OBJECTIVE | Reproduce the data from its start through the line containing "0 286 160 469", both ends included, and offset every bounding-box coordinate in the answers by adding 96 while copying all other lines unchanged.

▽

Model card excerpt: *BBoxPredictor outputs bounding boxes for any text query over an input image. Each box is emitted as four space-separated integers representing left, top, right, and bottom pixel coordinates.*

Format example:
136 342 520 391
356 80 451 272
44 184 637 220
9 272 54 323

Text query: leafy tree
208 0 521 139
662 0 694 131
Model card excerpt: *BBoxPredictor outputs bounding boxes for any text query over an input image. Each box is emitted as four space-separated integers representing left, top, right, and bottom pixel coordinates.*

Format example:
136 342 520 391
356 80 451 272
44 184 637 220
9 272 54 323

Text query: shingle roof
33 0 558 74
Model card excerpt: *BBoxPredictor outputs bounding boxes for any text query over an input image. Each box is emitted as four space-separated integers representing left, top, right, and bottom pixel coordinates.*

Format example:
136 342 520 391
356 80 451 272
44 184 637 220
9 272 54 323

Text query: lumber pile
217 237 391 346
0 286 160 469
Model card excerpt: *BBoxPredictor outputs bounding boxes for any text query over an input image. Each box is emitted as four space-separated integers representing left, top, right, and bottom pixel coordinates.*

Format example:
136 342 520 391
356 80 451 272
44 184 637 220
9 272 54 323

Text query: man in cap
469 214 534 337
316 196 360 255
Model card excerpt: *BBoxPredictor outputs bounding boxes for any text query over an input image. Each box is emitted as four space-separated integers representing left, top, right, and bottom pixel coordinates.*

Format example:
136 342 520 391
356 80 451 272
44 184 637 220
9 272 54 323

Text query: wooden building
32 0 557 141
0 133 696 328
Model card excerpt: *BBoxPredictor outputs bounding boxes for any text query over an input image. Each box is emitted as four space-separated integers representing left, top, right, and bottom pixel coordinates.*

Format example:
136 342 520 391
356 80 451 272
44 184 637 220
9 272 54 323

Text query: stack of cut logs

△

REPLY TO THE EXERCISE |
Model card excerpt: *BBoxPredictor outputs bounding boxes for any text query over an input image. Each box is emitted as four space-separated integers representing left, top, right, and bottom pixel coordinates.*

Format example:
136 342 520 391
356 80 451 272
44 184 637 220
9 272 54 323

Text query: leafy tree
304 96 617 235
758 96 790 227
Model card excerpt: *BBoxPredictor outputs bounding boxes for any text query over an input image. Each box is emitted as four space-separated integers representing left, top, right, and bottom pixel coordinates.*

Format example:
136 342 520 391
356 80 451 272
44 184 637 220
9 272 54 323

Text query: shingle roof
129 96 654 170
Model card excerpt: *BBoxPredictor outputs bounding boxes for any text query over an input image. Each box is emitted as four space-separated integers representing left, top, right, and bottom pixel coordinates.*

Format example:
136 342 520 391
356 80 451 272
44 184 637 220
9 272 54 323

Text query: lumber pile
313 333 487 442
96 382 256 565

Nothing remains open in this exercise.